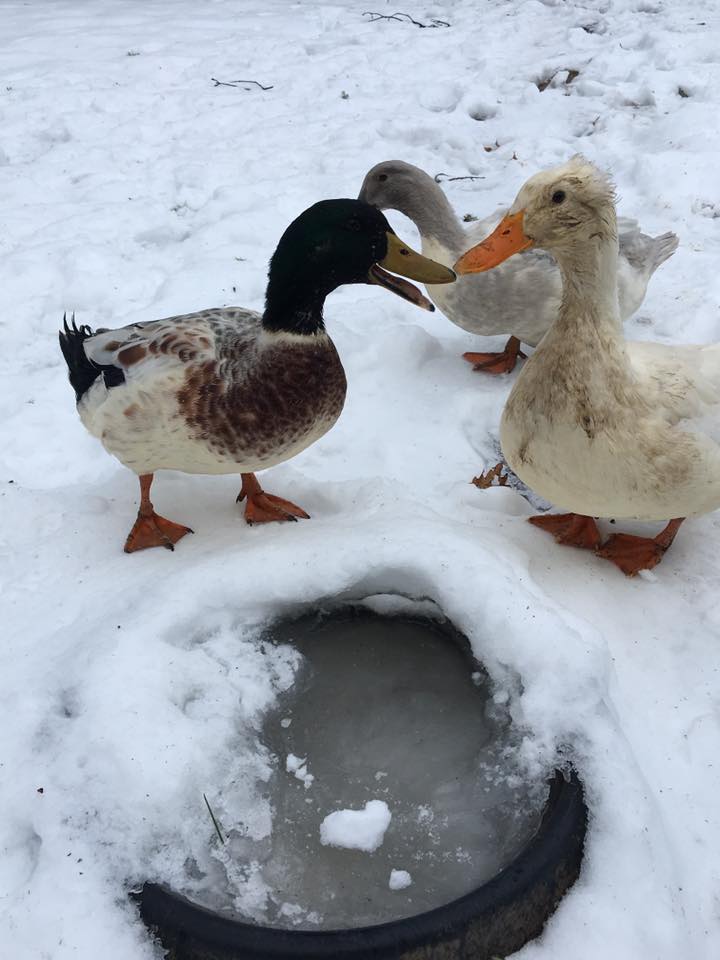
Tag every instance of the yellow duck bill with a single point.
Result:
(403, 260)
(506, 239)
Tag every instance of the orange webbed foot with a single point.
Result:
(264, 507)
(496, 363)
(570, 529)
(492, 477)
(633, 554)
(153, 530)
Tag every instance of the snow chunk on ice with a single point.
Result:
(298, 767)
(399, 879)
(357, 829)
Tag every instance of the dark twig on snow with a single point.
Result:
(439, 177)
(237, 83)
(218, 831)
(406, 18)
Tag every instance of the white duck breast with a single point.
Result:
(597, 425)
(203, 393)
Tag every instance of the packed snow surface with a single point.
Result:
(357, 829)
(131, 188)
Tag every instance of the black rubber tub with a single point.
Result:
(494, 920)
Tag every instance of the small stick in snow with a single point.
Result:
(215, 823)
(405, 17)
(237, 83)
(439, 177)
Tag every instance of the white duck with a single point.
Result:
(597, 425)
(522, 297)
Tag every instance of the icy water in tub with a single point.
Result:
(386, 711)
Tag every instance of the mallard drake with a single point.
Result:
(232, 390)
(521, 297)
(597, 425)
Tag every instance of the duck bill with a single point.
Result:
(507, 239)
(403, 260)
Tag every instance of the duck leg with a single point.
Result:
(263, 507)
(151, 530)
(633, 554)
(502, 362)
(570, 529)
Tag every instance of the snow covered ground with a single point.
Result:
(133, 188)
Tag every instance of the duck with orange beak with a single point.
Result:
(597, 425)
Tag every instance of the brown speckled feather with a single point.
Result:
(211, 392)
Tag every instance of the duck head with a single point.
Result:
(556, 210)
(393, 185)
(337, 242)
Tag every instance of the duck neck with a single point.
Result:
(590, 297)
(430, 211)
(293, 307)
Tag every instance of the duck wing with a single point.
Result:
(682, 383)
(148, 349)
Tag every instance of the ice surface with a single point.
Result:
(399, 879)
(415, 768)
(357, 829)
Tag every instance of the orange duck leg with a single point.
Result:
(264, 507)
(502, 362)
(150, 529)
(633, 554)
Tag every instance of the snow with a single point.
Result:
(399, 879)
(357, 829)
(132, 188)
(298, 767)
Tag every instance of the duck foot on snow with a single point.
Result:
(570, 529)
(502, 362)
(264, 507)
(633, 554)
(150, 529)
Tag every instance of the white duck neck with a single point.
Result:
(430, 210)
(589, 277)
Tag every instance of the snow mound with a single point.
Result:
(357, 829)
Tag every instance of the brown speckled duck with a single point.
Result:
(231, 390)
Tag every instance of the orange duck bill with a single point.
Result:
(507, 238)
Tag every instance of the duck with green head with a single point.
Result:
(231, 390)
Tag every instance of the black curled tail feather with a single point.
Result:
(83, 372)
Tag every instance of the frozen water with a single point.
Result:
(357, 829)
(399, 879)
(415, 769)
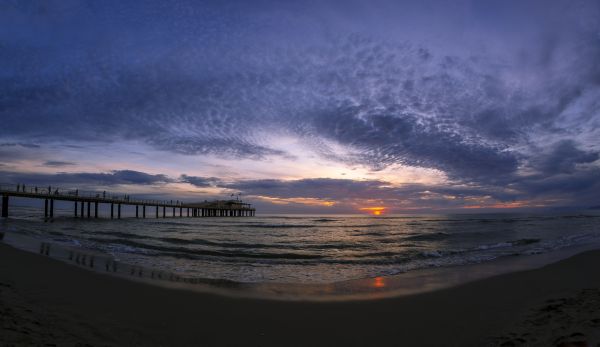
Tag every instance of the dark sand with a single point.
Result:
(47, 302)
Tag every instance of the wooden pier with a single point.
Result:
(85, 204)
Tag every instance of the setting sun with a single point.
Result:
(376, 211)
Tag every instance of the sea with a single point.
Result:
(308, 248)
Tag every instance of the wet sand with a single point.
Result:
(47, 302)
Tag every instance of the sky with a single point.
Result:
(307, 106)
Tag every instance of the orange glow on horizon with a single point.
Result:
(376, 211)
(379, 282)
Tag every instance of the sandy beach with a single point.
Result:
(47, 302)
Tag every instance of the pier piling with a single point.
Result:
(216, 208)
(5, 206)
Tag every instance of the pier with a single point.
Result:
(86, 203)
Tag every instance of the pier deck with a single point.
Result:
(219, 208)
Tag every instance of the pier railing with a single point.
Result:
(58, 192)
(218, 208)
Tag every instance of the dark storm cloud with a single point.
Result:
(58, 163)
(322, 188)
(86, 179)
(563, 158)
(200, 181)
(431, 84)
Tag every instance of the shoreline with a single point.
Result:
(371, 288)
(47, 301)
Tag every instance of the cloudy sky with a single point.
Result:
(307, 106)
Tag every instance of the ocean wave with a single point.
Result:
(183, 252)
(427, 237)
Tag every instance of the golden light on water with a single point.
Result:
(376, 210)
(379, 282)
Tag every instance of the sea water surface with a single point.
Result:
(309, 249)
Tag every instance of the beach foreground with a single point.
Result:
(46, 302)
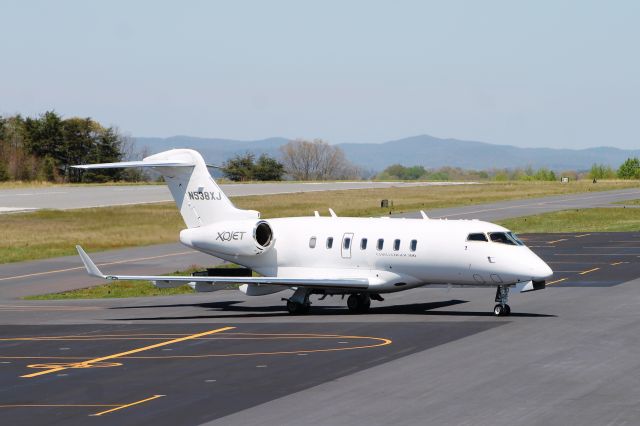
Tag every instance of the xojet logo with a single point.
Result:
(230, 236)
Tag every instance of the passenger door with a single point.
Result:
(347, 242)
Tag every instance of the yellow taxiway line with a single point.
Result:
(589, 271)
(115, 407)
(557, 241)
(142, 401)
(86, 364)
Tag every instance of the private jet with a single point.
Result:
(360, 258)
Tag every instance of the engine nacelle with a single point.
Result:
(231, 237)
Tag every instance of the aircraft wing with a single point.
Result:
(350, 284)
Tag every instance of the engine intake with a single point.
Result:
(232, 237)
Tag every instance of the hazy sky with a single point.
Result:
(536, 73)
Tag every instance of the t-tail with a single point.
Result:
(199, 198)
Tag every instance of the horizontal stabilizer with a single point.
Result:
(143, 163)
(91, 267)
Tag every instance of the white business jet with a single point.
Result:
(361, 258)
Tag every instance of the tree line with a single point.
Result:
(44, 147)
(630, 169)
(300, 160)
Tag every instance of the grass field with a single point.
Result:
(45, 234)
(583, 220)
(115, 290)
(630, 202)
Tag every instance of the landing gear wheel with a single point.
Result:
(297, 308)
(501, 310)
(358, 303)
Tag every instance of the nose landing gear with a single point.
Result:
(502, 297)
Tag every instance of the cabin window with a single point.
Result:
(346, 243)
(477, 237)
(363, 244)
(502, 238)
(515, 238)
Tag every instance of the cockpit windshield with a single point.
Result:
(479, 236)
(505, 238)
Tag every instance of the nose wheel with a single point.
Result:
(501, 310)
(502, 297)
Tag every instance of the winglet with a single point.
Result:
(92, 269)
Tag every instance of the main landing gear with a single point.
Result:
(502, 297)
(358, 303)
(298, 303)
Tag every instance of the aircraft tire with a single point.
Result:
(297, 308)
(358, 303)
(354, 303)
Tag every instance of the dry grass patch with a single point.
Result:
(582, 220)
(366, 202)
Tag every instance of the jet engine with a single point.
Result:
(231, 237)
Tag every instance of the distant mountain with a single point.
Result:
(424, 150)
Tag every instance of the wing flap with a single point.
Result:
(328, 283)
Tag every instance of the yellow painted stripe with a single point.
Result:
(88, 363)
(56, 271)
(128, 405)
(590, 270)
(56, 405)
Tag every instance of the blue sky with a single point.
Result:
(534, 74)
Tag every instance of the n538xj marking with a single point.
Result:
(362, 258)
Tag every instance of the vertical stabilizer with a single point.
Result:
(198, 197)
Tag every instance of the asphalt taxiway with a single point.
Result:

------------------------

- [PROBLEM DESCRIPTION] How many lines in the data above hold the word "grass"? Answer with the number alone.

- [SOLUTION FOR THIS PROBLEM] 2